[Rows from a dataset]
####
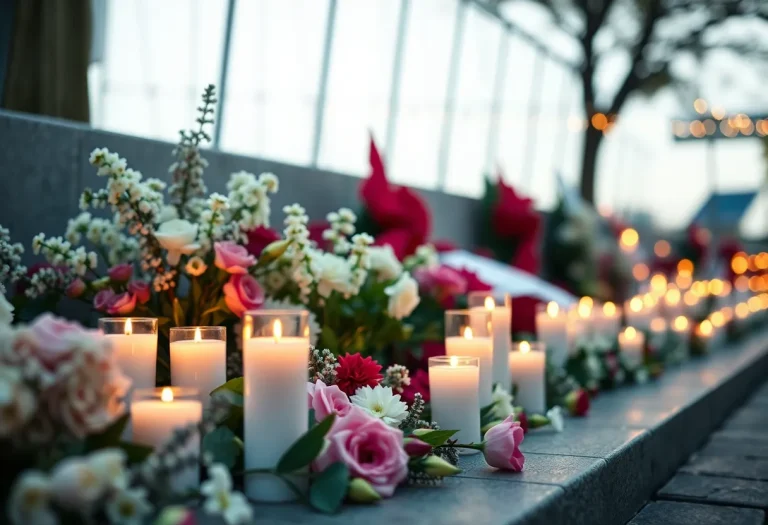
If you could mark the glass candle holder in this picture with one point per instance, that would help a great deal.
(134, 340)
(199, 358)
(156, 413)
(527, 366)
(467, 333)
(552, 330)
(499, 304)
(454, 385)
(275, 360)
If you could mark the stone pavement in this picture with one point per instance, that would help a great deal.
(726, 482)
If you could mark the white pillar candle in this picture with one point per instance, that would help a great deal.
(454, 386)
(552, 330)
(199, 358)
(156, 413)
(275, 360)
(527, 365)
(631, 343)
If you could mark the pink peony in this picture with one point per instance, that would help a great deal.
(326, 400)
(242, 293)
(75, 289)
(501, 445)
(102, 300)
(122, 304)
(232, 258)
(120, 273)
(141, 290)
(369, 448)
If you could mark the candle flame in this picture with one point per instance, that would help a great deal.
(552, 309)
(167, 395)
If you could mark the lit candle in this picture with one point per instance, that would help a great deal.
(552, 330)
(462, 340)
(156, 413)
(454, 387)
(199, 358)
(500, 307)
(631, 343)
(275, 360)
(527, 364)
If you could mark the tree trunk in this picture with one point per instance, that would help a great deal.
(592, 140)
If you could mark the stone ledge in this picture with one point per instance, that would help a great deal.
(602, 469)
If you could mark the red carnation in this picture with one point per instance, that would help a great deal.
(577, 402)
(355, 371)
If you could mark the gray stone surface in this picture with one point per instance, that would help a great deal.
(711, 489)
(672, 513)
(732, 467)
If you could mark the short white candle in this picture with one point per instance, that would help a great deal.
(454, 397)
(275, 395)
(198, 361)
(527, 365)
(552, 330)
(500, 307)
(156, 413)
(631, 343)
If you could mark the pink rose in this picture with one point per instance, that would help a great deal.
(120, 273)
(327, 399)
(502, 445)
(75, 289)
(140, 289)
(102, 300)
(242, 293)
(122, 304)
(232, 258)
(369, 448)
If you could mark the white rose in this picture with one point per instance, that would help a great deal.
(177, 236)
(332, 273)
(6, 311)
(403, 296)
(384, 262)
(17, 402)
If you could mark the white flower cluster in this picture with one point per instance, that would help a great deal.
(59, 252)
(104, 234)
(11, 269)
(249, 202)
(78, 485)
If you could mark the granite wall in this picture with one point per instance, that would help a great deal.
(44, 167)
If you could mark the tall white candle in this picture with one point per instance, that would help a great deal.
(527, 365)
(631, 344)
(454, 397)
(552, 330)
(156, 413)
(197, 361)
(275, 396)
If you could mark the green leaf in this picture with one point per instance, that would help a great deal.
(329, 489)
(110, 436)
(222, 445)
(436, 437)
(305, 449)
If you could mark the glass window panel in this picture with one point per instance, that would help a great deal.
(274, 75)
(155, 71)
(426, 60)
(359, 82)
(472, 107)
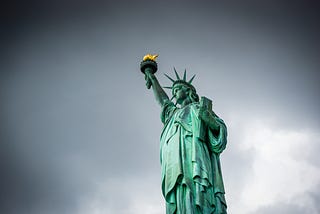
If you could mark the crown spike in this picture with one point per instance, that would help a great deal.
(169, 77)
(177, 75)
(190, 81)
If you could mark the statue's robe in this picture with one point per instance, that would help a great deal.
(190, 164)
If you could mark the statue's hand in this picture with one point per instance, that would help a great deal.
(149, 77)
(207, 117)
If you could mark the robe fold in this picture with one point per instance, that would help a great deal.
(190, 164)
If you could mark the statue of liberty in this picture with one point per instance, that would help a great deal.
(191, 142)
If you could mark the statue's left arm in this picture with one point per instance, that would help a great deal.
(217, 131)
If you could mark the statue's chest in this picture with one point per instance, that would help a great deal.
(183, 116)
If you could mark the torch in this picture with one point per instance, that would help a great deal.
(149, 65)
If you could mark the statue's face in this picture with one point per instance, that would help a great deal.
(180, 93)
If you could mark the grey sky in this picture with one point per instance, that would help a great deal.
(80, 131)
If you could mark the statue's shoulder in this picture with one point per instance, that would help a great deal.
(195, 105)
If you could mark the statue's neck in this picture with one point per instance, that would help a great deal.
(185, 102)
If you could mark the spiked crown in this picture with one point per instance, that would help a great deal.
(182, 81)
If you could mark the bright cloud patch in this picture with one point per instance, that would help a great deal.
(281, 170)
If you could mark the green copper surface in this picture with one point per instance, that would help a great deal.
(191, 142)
####
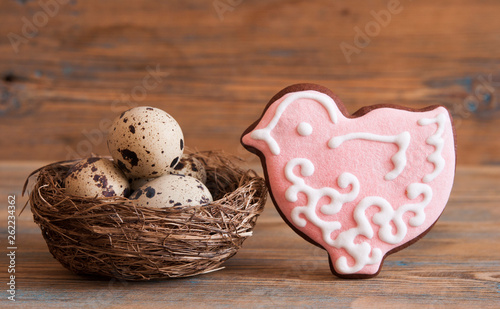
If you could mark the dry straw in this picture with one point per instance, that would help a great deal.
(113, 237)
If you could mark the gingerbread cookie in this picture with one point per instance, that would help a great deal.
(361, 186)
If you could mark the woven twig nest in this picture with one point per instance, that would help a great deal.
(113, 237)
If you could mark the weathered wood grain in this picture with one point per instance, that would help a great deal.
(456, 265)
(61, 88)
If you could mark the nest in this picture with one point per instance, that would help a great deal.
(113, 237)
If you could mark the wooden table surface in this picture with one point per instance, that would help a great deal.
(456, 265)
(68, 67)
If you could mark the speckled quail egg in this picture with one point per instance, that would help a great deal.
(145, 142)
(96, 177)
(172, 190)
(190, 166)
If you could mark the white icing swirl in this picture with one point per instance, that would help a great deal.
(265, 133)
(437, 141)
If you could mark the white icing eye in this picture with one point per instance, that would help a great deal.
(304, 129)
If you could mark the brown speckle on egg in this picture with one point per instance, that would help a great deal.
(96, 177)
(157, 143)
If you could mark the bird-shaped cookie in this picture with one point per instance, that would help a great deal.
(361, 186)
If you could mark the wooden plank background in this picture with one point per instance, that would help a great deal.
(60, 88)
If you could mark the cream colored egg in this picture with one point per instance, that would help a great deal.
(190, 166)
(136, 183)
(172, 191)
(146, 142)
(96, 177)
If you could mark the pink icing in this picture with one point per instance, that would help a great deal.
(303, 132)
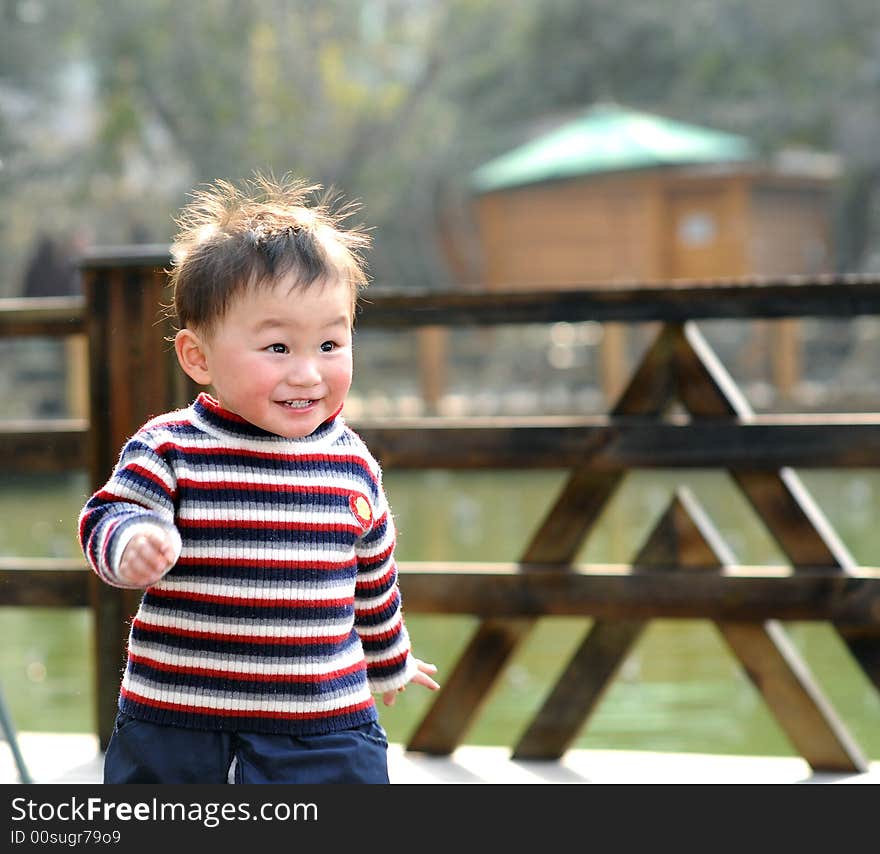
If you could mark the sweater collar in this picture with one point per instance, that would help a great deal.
####
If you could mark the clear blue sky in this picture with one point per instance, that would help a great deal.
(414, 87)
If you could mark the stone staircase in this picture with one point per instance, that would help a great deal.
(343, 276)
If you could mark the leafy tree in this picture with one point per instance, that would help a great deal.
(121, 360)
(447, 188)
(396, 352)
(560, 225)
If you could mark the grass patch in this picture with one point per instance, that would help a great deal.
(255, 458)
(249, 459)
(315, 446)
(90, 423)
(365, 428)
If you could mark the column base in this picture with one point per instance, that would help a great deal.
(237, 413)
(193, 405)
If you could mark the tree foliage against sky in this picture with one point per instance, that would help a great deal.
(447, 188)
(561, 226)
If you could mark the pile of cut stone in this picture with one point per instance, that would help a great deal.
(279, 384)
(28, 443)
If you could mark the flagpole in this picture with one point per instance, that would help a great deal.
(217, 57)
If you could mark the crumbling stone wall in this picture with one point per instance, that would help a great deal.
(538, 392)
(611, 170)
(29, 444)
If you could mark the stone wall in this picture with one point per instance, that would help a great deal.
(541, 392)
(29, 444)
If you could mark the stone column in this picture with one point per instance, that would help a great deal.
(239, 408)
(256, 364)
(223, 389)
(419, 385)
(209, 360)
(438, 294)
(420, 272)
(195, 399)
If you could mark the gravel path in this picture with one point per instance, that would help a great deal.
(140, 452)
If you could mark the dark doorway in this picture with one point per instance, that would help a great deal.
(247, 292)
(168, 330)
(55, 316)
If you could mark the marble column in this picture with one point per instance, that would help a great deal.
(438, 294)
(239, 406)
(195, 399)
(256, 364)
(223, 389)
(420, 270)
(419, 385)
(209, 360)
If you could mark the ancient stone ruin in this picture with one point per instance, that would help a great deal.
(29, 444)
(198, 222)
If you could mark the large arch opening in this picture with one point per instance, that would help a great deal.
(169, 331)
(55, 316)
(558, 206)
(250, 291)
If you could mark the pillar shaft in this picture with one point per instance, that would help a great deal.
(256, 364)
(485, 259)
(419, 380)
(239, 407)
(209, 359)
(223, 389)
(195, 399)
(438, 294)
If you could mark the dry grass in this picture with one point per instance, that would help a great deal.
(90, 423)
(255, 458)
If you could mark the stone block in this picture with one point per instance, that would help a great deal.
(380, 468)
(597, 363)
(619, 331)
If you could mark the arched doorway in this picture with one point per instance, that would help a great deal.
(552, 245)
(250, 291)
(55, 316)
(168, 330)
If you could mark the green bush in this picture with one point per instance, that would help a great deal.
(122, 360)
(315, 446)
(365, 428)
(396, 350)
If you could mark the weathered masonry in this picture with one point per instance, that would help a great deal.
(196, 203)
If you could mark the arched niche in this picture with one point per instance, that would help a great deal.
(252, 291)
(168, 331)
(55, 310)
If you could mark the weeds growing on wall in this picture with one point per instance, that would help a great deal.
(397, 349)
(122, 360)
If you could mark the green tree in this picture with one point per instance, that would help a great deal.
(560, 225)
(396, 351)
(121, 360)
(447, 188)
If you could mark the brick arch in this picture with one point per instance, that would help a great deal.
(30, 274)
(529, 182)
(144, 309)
####
Extract every line of the data above that contains the word "stone".

If you could mark the stone pavement in this picture with one point per instance, that would help a great deal.
If you could mark the stone ledge in this picture with one point per instance, that would help a great deal.
If you could mark the gray stone surface in this picture with one point per instance, that would help a great deal.
If you could mark the stone staircase in this picture with one point per instance, that would help a great deal.
If you could mark the pile of cut stone in this picture with one point per instance, that would help a great deal.
If you could mark the crumbling stone wall in this picture with one point per instance, that would help a great deal.
If you could mark the stone wall in this picture with one point per instance, that would help a great deal.
If you could mark the stone column in this picture with one point per instance, that would help a great deal.
If you could mark the ancient stone ruin in this picture with one point per instance, that would help a great deal.
If you could mark the stone block in this picture with one point per instance, that would help a great deal.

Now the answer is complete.